Задание A =
Подсчитайте, в скольких строках записей встречается строка «airplane». В ответе дайте только число.

Чёрная ворона среди белых ворон
Чёрная ворона среди белых ворон
И последний документ из пакета — так называемая «записка Шелепина». Ну, это вообще чудо, ибо она… РУКОПИСНАЯ!!! Да, именно так — 3 марта 1959 года председатель КГБ Александр Шелепин от руки написал Хрущёву письмо, которое, тем не менее, имеет входящий номер 632-щ и гриф «совершенно секретно». При этом зарегистрирована она была один-единственный раз, при передаче в Особую папку, 9 марта 1965 года.
«Товарищу Хрущёву Н. С.
В Комитете государственной безопасности при Совете Министров СССР с 1940 года хранятся учётные дела и другие материалы на расстрелянных в том же году пленных и интернированных офицеров, жандармов, полицейских, осадников, помещиков и т. п. лиц бывшей буржуазной Польши. Всего по решениям специальной тройки НКВД СССР было расстреляно 21 857 человек, из них: в Катынском лесу (Смоленская область) 4421 человек, в Старобельском лагере близ Харькова 3820 человек, в Осташковском лагере (Калининская область) 6311 человек и 7305 человек были расстреляны в других лагерях и тюрьмах Западной Украины и Западной Белоруссии.
Вся операция по ликвидации указанных лиц проводилась на основании Постановления ЦК КПСС от 5 марта 1940 года. Все они были осуждены к высшей мере наказания по учётным делам, заведённым на них как на военнопленных и интернированных в 1939 году.
С момента проведения названной операции, т. е. с 1940 года, никаких справок по этим делам никому не выдавалось и все дела в количестве 21 857 хранятся в опечатанном помещении.
Для Советских органов все эти дела не представляют ни оперативного интереса, ни исторической ценности. Вряд ли они могут представлять действительный интерес для наших польских друзей. Наоборот, какая-либо непредвиденная случайность сможет привести к расконспирации проведённой операции, со всеми нежелательными для нашего государства последствиями. Тем более что в отношении расстрелянных в Катынском лесу существует официальная версия, подтверждённая произведённым по инициативе Советских органов власти в 1944 году расследованием Комиссии, именовавшейся: „Специальная комиссия по установлению и расследованию расстрела немецко-фашистскими захватчиками в Катынском лесу военнопленных польских офицеров“.
Согласно выводам этой комиссии все ликвидированные там поляки считаются уничтоженными немецкими оккупантами. Материалы расследования в тот период широко освещались в советской и зарубежной печати. Выводы комиссии прочно укрепились в международном общественном мнении.
Исходя из изложенного, представляется целесообразным уничтожить все учётные дела на лиц, расстрелянных в 1940 году по названной выше операции.

Задание B =
Сколько человек, по данным отрывка о записке Шелепина, было расстреляно в Катынском лесу?

Записи с разметкой положения:

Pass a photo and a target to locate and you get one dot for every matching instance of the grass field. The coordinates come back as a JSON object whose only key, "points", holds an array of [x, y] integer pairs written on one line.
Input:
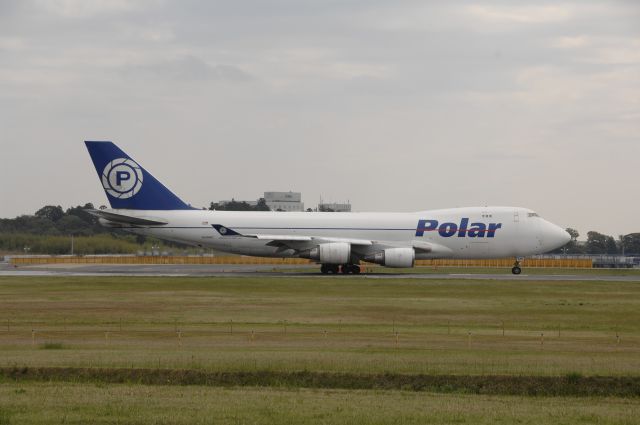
{"points": [[332, 326]]}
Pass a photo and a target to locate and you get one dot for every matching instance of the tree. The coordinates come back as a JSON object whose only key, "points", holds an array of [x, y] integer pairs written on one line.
{"points": [[612, 247], [597, 243], [631, 243], [50, 212]]}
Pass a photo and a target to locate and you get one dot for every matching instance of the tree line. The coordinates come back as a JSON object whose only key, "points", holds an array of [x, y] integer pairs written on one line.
{"points": [[599, 243]]}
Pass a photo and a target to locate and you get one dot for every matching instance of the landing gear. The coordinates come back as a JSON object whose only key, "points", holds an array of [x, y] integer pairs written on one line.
{"points": [[350, 268], [516, 267], [329, 269], [335, 269]]}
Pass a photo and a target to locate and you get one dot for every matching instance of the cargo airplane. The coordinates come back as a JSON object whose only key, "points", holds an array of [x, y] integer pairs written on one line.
{"points": [[338, 241]]}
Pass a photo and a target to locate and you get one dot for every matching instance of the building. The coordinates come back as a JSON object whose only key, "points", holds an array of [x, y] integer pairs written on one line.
{"points": [[284, 201], [335, 207], [250, 203]]}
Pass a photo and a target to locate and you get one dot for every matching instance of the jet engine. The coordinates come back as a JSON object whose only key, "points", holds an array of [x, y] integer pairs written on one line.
{"points": [[329, 253], [393, 257]]}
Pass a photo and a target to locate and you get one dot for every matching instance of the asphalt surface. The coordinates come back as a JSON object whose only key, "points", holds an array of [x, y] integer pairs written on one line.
{"points": [[269, 270]]}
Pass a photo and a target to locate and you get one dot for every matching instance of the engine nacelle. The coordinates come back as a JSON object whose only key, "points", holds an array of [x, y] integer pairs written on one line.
{"points": [[107, 223], [394, 257], [330, 253]]}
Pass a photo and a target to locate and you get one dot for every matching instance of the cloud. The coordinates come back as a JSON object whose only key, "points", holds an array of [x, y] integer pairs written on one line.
{"points": [[191, 68], [78, 9], [570, 42], [541, 14]]}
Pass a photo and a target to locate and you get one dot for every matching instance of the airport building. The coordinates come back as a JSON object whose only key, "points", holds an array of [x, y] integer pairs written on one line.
{"points": [[284, 201], [334, 206]]}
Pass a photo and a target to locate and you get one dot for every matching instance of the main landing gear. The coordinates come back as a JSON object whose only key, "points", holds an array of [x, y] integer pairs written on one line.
{"points": [[335, 269], [516, 267]]}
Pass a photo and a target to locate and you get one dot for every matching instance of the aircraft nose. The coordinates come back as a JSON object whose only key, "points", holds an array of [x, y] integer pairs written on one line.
{"points": [[556, 236]]}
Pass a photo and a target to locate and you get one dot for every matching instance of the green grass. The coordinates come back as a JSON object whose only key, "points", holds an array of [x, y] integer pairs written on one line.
{"points": [[573, 331], [326, 325], [22, 403]]}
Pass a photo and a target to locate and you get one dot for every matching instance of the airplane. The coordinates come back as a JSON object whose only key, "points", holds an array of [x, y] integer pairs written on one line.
{"points": [[337, 241]]}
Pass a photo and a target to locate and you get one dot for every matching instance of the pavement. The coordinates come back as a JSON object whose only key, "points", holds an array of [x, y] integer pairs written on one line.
{"points": [[281, 271]]}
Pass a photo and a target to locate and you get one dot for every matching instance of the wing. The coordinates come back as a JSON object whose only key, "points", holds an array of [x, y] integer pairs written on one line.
{"points": [[117, 219], [359, 246]]}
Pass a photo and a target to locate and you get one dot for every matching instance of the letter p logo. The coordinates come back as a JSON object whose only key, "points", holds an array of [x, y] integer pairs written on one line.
{"points": [[122, 176]]}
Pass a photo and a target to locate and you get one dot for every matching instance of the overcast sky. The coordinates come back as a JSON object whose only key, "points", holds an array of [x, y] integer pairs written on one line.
{"points": [[395, 106]]}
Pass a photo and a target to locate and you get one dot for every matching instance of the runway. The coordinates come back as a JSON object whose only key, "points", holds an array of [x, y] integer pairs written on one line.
{"points": [[285, 271]]}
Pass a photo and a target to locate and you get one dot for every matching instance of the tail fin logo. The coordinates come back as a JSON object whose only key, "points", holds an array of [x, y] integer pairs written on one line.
{"points": [[122, 178]]}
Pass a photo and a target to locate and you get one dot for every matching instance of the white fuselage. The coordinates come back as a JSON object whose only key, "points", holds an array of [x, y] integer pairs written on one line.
{"points": [[474, 232]]}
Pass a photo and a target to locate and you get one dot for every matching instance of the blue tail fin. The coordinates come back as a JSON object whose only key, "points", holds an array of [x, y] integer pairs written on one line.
{"points": [[127, 184]]}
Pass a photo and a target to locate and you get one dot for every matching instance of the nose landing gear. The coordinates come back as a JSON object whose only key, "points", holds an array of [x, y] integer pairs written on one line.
{"points": [[329, 269], [350, 268], [516, 267]]}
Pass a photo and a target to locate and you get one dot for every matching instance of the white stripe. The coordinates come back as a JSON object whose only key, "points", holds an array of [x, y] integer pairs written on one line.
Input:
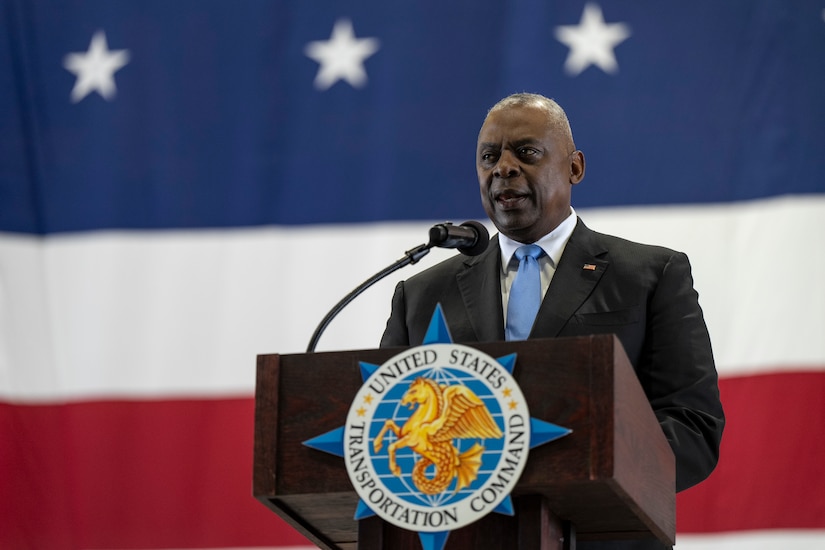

Ответ A =
2

Ответ B =
4421 человек.